** Page text **
* * *

To determine which combination of molecules will produce ammonia with no leftovers, we can look at the stoichiometry of the reaction:
\[ \text{1} \text{N}_2 + \text{3} \text{H}_2 \rightarrow \text{2} \text{NH}_3 \]
This means that:
- 1 molecule of N₂ reacts with 3 molecules of H₂ to produce 2 molecules of NH₃.
To analyze the provided options, we need to check each combination to see if they adhere to this stoichiometric balance:
-
4N₂ and 4H₂:
- N₂: 4
- H₂ required: \( 4 \times 3 = 12 \)
- Leftover H₂: \( 4 - 12 = -8 \) (deficit)
-
2N₂ and 6H₂:
- N₂: 2
- H₂ required: \( 2 \times 3 = 6 \)
- Produces \( 2 \times 2 = 4 \) NH₃ with no leftovers. This combination works perfectly.
-
8N₂ and 4H₂:
- N₂: 8
- H₂ required: \( 8 \times 3 = 24 \)
- Leftover H₂: \( 4 - 24 = -20 \) (deficit)
-
5N₂ and 6H₂:
- N₂: 5
- H₂ required: \( 5 \times 3 = 15 \)
- Leftover H₂: \( 6 - 15 = -9 \) (deficit)
From the calculations above, the only combination that produces ammonia without leftovers is:
2N₂ and 6H₂.

* * *

Rows from a dataset:
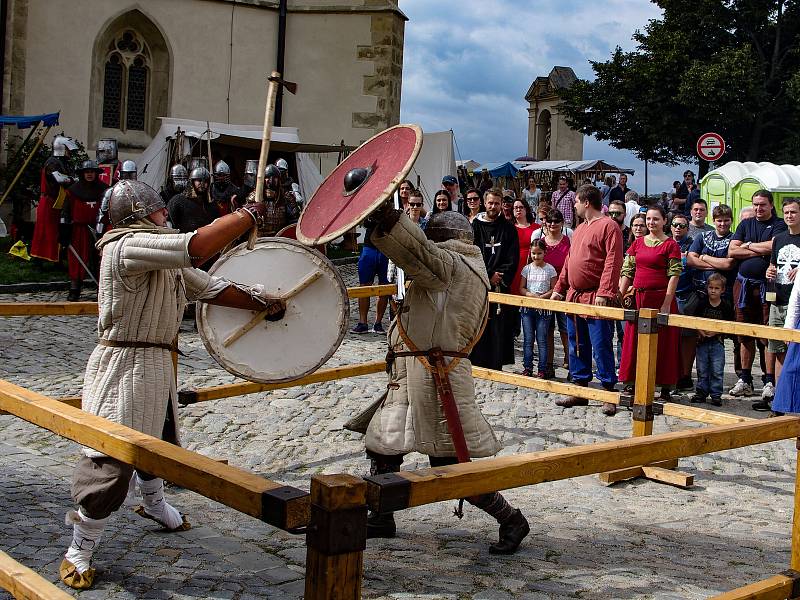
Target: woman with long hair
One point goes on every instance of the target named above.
(523, 222)
(653, 266)
(474, 204)
(441, 202)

* * *

** Task set **
1: Rewrite the ammonia calculation from "To determine which" up to and including "2 \times 3 = 6 \)", putting "particles" in place of "molecules".
2: Transcribe every line of the records above without changing anything, but leave the pictures out.

** The replies **
1:
To determine which combination of particles will produce ammonia with no leftovers, we can look at the stoichiometry of the reaction:
\[ \text{1} \text{N}_2 + \text{3} \text{H}_2 \rightarrow \text{2} \text{NH}_3 \]
This means that:
- 1 molecule of N₂ reacts with 3 particles of H₂ to produce 2 particles of NH₃.
To analyze the provided options, we need to check each combination to see if they adhere to this stoichiometric balance:
-
4N₂ and 4H₂:
- N₂: 4
- H₂ required: \( 4 \times 3 = 12 \)
- Leftover H₂: \( 4 - 12 = -8 \) (deficit)
-
2N₂ and 6H₂:
- N₂: 2
- H₂ required: \( 2 \times 3 = 6 \)

2:
Target: woman with long hair
One point goes on every instance of the target named above.
(523, 222)
(653, 266)
(474, 204)
(441, 202)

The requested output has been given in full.